** Opening The input block **

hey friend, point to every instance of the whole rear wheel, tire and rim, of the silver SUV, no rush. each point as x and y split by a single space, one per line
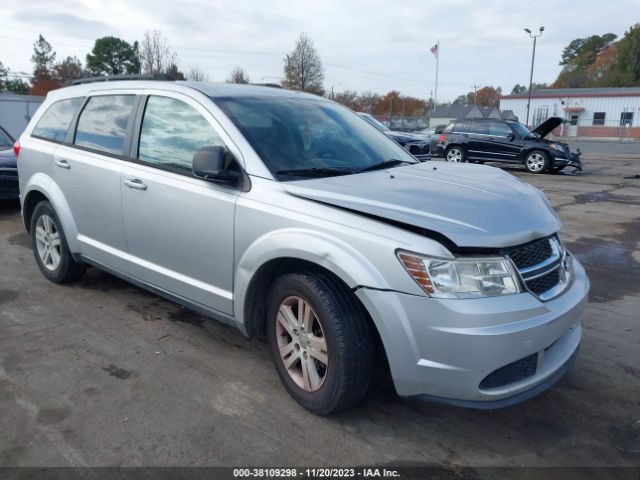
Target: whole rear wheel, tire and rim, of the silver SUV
50 246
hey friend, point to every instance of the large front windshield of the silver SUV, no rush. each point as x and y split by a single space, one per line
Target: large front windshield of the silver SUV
301 138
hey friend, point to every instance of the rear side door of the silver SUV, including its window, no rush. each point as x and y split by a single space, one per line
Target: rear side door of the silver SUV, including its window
87 169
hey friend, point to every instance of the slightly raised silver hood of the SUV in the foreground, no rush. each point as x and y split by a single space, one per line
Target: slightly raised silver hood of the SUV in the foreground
470 205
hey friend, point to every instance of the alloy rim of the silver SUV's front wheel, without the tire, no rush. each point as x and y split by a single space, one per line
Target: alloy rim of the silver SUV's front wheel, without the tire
302 344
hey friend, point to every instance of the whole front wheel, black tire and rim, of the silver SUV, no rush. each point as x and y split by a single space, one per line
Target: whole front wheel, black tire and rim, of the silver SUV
338 352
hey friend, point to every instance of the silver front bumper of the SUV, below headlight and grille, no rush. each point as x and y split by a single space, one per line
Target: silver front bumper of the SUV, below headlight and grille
444 349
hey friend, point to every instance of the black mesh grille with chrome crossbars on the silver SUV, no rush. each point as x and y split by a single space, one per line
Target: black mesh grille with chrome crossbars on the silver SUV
543 266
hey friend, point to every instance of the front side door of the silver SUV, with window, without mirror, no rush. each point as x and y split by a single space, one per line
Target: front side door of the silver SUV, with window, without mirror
179 228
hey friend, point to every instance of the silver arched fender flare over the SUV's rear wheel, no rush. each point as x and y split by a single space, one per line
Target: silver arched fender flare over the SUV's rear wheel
44 184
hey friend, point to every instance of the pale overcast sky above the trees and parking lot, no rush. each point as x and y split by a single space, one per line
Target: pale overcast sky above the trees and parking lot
364 45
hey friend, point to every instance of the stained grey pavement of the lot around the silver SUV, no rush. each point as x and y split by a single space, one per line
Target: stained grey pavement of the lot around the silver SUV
103 373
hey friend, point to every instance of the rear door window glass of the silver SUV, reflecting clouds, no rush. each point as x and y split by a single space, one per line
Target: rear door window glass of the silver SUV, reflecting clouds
103 123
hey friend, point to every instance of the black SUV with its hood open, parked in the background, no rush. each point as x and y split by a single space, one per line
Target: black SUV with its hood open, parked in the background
480 140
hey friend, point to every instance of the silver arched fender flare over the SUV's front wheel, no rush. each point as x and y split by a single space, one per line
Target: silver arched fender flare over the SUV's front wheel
321 249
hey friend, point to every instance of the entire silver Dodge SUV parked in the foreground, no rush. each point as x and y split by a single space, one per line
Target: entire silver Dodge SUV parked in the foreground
287 215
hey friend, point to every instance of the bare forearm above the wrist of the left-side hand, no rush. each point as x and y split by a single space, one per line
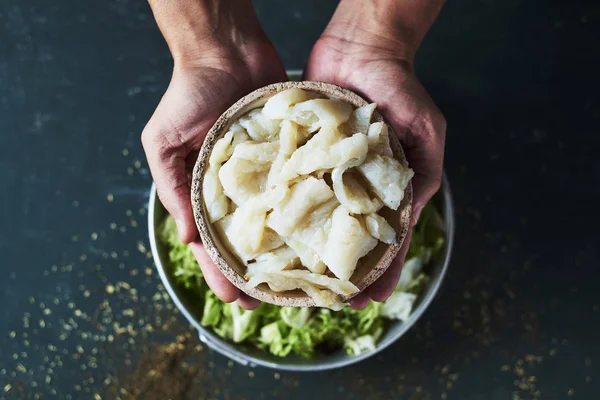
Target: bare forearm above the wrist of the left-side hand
197 29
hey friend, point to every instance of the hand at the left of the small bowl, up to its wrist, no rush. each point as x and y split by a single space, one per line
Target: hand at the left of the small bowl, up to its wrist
199 92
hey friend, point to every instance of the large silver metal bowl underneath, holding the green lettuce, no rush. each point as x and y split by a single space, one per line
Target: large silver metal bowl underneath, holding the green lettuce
248 355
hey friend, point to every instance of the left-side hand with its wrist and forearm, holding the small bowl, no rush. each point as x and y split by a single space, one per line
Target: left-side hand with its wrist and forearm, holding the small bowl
211 71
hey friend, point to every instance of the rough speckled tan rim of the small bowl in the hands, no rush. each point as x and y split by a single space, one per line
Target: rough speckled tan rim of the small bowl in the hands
221 126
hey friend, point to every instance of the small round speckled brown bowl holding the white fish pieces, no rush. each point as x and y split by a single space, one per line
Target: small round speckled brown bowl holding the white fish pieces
369 268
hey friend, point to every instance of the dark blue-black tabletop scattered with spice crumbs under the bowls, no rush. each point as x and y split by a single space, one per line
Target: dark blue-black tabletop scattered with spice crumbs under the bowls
518 316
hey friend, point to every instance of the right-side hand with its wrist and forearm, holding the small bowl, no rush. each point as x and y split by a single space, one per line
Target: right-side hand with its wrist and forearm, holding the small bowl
372 55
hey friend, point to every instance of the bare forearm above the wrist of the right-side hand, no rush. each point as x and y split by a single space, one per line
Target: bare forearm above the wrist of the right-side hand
397 25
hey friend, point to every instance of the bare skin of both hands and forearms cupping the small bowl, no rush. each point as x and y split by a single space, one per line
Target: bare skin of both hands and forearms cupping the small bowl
221 53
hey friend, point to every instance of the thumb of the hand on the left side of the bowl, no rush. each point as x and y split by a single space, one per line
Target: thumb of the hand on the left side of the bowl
167 162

** Closing The input block **

Required work ->
The expected output is the full data above, reproduced exactly with no images.

Expected answer ->
hey friend, point to every instance of the whole rear wheel, tire and rim, of the silver SUV, no rush. each point as x and y split by a single space, one per line
Target: whole rear wheel, tire and rim, of the silver SUV
50 246
hey friend, point to every instance of the large front windshield of the silver SUV, no rush. each point as x and y split by a single space, one per line
Target: large front windshield of the silver SUV
301 138
hey friend, point to every instance of the rear side door of the silver SUV, including its window, no rush. each point as x and y split by a single space, one per line
Target: rear side door of the silver SUV, including its window
87 169
hey friend, point to every instance of the slightly raised silver hood of the SUV in the foreground, no rush. each point as x and y split by a single space, one per line
Target: slightly raised silver hood of the SUV in the foreground
470 205
hey friend, point to every instance of the alloy rim of the silver SUV's front wheel, without the tire, no rush. each point as x and y split by a single space, one per line
Target: alloy rim of the silver SUV's front wheel, without the tire
302 344
hey friend, point to every instance of the whole front wheel, black tire and rim, of the silver SUV, no rush. each point as x and y split by a single space, one per line
Target: whole front wheel, black tire and rim, of the silver SUV
338 352
hey friend, point to every instance of the silver front bumper of the SUV, below headlight and grille, no rush. each point as x and y split by a single space, one per line
Target: silver front bumper of the SUV, below headlight and grille
444 349
hey friend, point to every instance of the black mesh grille with chrome crossbars on the silver SUV, no rush. each point as x and y split by a single space, one per line
Target: black mesh grille with chrome crossbars on the silver SUV
543 266
hey friend, point to every instance of the front side door of the silver SUV, with window, without mirror, no rush. each point as x and y split by a single space, one per line
Target: front side door of the silver SUV, with window, without mirror
179 228
hey friend, point to every instance of the silver arched fender flare over the SUV's rear wheel, no rush. each point as x and y split by a single space, one per line
Target: silver arched fender flare over the SUV's rear wheel
44 184
hey friend, point to every instance of the pale overcast sky above the trees and parking lot, no rush. each point as x and y split by a single space, one per line
Target: pale overcast sky above the trees and parking lot
364 45
hey friend, point to every instance of the stained grey pavement of the lot around the silver SUV, no rush. each point as x and y split by a single space, one per line
Target: stained grey pavement of the lot around the silver SUV
103 373
hey friend, point to every instance of the rear door window glass of the silver SUV, reflecting clouds, no rush. each point as x and y split by a single space, one per line
Target: rear door window glass of the silver SUV, reflecting clouds
103 123
hey friend, point to every instance of the black SUV with its hood open, parked in the background, no rush. each point as x and y split by a single space, one per line
Target: black SUV with its hood open, parked in the background
480 140
hey friend, point to every instance of the silver arched fender flare over the SUV's front wheel, no rush. each point as x and y split by a single space, one per line
Target: silver arched fender flare over the SUV's front wheel
321 249
hey friend, point to every instance of the entire silver Dodge SUV parked in the foreground, no rush. each point as x and y split by a single space, one per line
Target: entire silver Dodge SUV parked in the foreground
287 215
hey friend, point to every instance of the bare forearm above the wrist of the left-side hand, no rush. each point as x and y split by a single space, one per line
Target: bare forearm above the wrist of the left-side hand
197 29
hey friend, point to every instance of the hand at the left of the small bowl, up to its wrist, no rush. each point as x and y split by a single space, one per line
Target: hand at the left of the small bowl, up to its wrist
199 92
hey friend, point to every instance of the large silver metal bowl underneath, holding the green lettuce, no rush. each point as x and y split by a single space, one per line
Target: large silver metal bowl underneath, holding the green lettuce
248 355
hey friend, point to every instance of the left-side hand with its wrist and forearm, holding the small bowl, no rush. each point as x and y split by a single space, one per line
Target: left-side hand with its wrist and forearm, holding the small bowl
211 71
hey friend, point to every instance of the rough speckled tan rim of the small bowl in the hands, no rush. each point as x and y split by a single space, one per line
Target: rough speckled tan rim of the small bowl in the hands
221 126
hey friend, point to every instance of the small round speckled brown bowl holding the white fish pieces, no rush. each point as x and y split by a single space, one per line
Target: small round speckled brown bowl holding the white fish pieces
369 268
hey friend, point to every instance of the dark blue-black tabletop scattered with spice crumbs under the bowls, no rush. each point as x and y split by a single space, one per line
Target: dark blue-black tabletop scattered with spice crumbs under the bowls
518 316
hey friend, point to every instance of the right-side hand with its wrist and forearm, holding the small bowl, no rush. each point as x and y split by a single space, one per line
Target: right-side hand with its wrist and forearm, holding the small bowl
372 55
hey friend, point to every instance of the bare forearm above the wrist of the right-side hand, no rush. each point as x and y split by a single space, one per line
Target: bare forearm above the wrist of the right-side hand
397 25
hey friend, point to every instance of the bare skin of both hands and forearms cupping the small bowl, no rush. each point as x and y split by a single space, one per line
Target: bare skin of both hands and forearms cupping the small bowl
221 53
hey friend, point to every instance of the thumb of the hand on the left side of the bowl, no rush. each point as x and y split by a single space, one per line
Target: thumb of the hand on the left side of the bowl
167 162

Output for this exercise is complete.